▸ **CONSEGNA 1**:
Riproduci tali e quali le righe delle voci che partono da quella contenente "point: hazy sky" e arrivano a quella contenente "column 222, row 175", entrambe comprese.

##### ARTICOLO #####

Se la memoria ritorna alla storia
di Carla Pagliero e Diego Giachetti
Nel grumo dei ricordi delle protagoniste del libro di Barbara Beneforti (Il tempo dell’incanto, Tralerighe Libri, Lucca 2023) tutto sta insieme in un tempo al presente. C’è posto per la resistenza partigiana e la nonna staffetta sulla linea Gotica, per i nuovi antifascisti, messi in moto dal secondo biennio rosso, e per gli amori desiderati e non compiuti, per quelli realizzati e poi spezzati, per l’autoconsapevolezza di una nuova generazione al femminile. Brava e capace, l’autrice, nel ricomporre il racconto di tanti racconti, senza imprigionarlo in un tempo cronologico-capestro che avrebbe affievolito i sentimenti e le emozioni. Così, in questo modo, diventa possibile guardare “i posti dove ogni cosa deve stare”, in un riuscito amalgama tra vero e verosimile. La cornice storica, si legge nelle conclusioni, corrisponde al vero, fatti e personaggi sono immaginari.

#####

▸ **CONSEGNA 2**:
Prosegui la recensione del libro Il tempo dell’incanto a partire dal punto in cui si ferma.

##### INSIEME DI DATI #####

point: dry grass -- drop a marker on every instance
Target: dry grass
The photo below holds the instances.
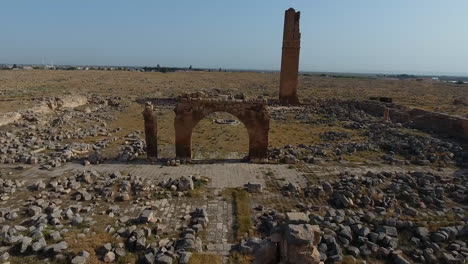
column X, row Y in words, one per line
column 89, row 243
column 204, row 258
column 21, row 85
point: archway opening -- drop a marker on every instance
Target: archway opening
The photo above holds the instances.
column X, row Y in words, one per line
column 220, row 136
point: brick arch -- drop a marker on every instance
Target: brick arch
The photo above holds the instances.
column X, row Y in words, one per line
column 252, row 113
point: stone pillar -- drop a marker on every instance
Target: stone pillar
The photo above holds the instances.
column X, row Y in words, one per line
column 290, row 58
column 151, row 132
column 386, row 114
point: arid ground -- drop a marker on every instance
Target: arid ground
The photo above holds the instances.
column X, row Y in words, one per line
column 75, row 185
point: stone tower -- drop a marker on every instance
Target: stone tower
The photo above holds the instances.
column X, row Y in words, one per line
column 151, row 132
column 290, row 58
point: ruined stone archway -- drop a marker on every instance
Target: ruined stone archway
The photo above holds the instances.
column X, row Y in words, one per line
column 194, row 107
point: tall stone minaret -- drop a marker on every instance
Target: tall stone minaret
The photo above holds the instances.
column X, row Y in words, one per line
column 290, row 58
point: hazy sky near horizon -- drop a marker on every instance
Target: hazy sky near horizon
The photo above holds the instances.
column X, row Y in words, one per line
column 397, row 36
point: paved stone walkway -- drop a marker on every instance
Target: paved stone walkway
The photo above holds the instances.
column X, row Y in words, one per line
column 222, row 175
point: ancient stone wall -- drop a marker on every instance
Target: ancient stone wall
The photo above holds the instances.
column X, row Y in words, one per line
column 151, row 132
column 192, row 108
column 290, row 58
column 444, row 124
column 45, row 107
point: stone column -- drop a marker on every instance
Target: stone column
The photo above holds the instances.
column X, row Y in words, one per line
column 386, row 114
column 151, row 132
column 290, row 58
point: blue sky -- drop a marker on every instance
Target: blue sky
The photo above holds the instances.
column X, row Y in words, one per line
column 397, row 36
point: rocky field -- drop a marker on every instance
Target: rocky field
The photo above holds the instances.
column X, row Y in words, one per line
column 340, row 185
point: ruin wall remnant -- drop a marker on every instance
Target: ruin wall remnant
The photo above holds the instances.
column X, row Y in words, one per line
column 192, row 108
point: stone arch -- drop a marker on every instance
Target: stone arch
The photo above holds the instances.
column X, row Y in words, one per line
column 253, row 114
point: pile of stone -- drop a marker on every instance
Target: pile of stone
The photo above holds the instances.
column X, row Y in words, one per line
column 334, row 136
column 420, row 149
column 9, row 187
column 165, row 251
column 291, row 240
column 38, row 138
column 364, row 215
column 133, row 148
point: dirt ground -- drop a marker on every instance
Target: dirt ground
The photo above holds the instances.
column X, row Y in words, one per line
column 18, row 87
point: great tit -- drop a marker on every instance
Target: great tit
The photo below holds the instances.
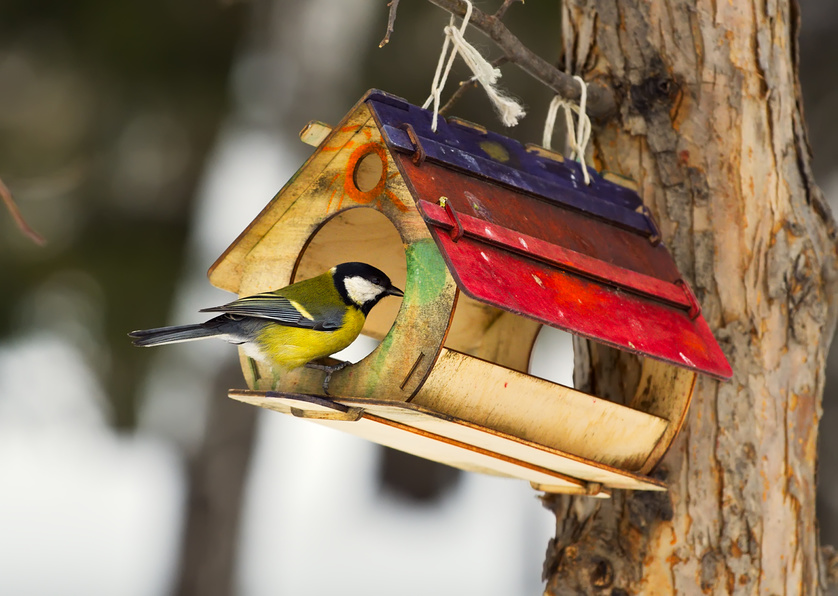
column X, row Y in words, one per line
column 292, row 326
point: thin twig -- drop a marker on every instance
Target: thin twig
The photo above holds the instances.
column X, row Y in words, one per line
column 600, row 97
column 391, row 22
column 9, row 201
column 468, row 84
column 500, row 12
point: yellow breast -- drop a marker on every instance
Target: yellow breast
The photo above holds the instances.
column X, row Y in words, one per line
column 288, row 348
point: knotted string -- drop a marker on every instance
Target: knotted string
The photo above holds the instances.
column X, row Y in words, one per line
column 509, row 110
column 577, row 137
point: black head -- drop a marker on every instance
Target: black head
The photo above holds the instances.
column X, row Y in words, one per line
column 362, row 285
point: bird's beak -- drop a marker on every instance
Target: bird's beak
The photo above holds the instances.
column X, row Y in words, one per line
column 394, row 291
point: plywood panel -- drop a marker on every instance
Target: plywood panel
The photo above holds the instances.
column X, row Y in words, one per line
column 455, row 442
column 539, row 411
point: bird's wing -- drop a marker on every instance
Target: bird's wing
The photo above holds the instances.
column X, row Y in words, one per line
column 282, row 310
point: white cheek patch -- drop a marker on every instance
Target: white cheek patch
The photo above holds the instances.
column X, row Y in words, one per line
column 361, row 290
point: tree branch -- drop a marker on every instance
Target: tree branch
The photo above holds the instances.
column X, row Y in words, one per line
column 391, row 22
column 600, row 97
column 466, row 85
column 9, row 201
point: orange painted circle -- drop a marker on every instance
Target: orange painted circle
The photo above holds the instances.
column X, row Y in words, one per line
column 349, row 187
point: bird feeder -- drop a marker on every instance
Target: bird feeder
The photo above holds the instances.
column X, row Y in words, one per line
column 490, row 240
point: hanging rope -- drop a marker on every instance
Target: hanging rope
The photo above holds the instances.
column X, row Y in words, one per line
column 577, row 136
column 508, row 108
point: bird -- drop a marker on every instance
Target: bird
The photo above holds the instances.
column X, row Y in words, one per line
column 292, row 326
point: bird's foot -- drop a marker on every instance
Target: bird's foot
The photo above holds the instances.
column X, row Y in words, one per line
column 329, row 370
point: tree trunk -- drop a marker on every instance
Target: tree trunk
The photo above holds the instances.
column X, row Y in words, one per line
column 710, row 123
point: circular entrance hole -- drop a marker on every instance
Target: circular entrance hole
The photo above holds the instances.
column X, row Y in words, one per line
column 361, row 234
column 368, row 172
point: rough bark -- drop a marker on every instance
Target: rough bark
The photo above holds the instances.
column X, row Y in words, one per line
column 710, row 123
column 217, row 474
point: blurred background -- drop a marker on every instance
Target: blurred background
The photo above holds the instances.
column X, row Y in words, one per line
column 139, row 138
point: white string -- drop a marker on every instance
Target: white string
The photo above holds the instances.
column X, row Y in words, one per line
column 577, row 137
column 509, row 110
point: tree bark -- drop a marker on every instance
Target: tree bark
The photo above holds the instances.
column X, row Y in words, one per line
column 710, row 123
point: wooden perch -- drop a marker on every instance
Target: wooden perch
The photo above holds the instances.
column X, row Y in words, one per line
column 600, row 97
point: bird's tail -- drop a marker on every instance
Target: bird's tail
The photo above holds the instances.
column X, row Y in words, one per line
column 173, row 335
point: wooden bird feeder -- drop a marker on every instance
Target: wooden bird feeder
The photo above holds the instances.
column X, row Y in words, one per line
column 490, row 240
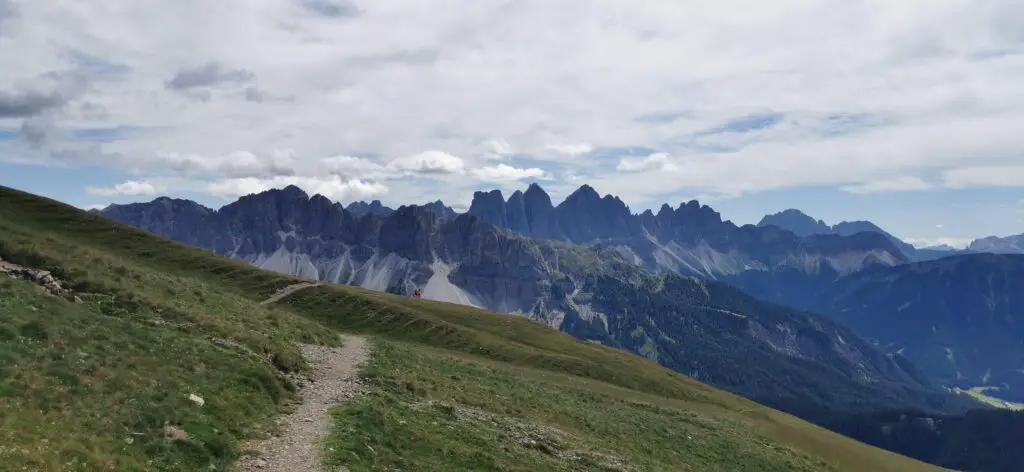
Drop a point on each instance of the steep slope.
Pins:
(690, 240)
(358, 209)
(694, 327)
(473, 390)
(797, 222)
(960, 318)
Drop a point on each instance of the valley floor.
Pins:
(164, 357)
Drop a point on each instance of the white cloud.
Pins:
(980, 176)
(656, 162)
(333, 187)
(127, 188)
(431, 162)
(904, 183)
(958, 243)
(858, 90)
(498, 148)
(504, 172)
(570, 149)
(347, 166)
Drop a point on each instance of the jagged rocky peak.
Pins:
(360, 209)
(584, 194)
(439, 209)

#####

▸ **RISPOSTA SCRITTA 1**:
point: hazy sky near horizon -- drop a marker on every instance
Target: hazy sky near horizon
The photo above holds the instances.
column X, row Y in words, one per line
column 397, row 36
point: paved stone walkway -- drop a marker on every instance
Target: paved stone walkway
The photo above holds the instances.
column X, row Y in words, one per line
column 222, row 175

▸ **RISPOSTA SCRITTA 2**:
Il racconto ha inizio da un triste ripiegamento della protagonista principale, Diana, nella casa del Toccio, una vecchia casa in un piccolo paese dell’Appenino tosco-emiliano, ancora dotata di cucina economica e focolare: la casa di nonna Fiammetta e nonno Cesare, montagnini orgogliosi con un passato da partigiani. Il Toccio è il rifugio ideale per tempi difficili, quando si sente il bisogno di rimettere assieme i cocci, ed è il contesto che fa da sfondo alla storia che si sviluppa un po’ come racconto personale un po’ come il racconto di un’epoca; è il posto stesso che promuove i ricordi, un po’ confusi, all’inizio, come i nomi che emergono un po’ per volta dal passato.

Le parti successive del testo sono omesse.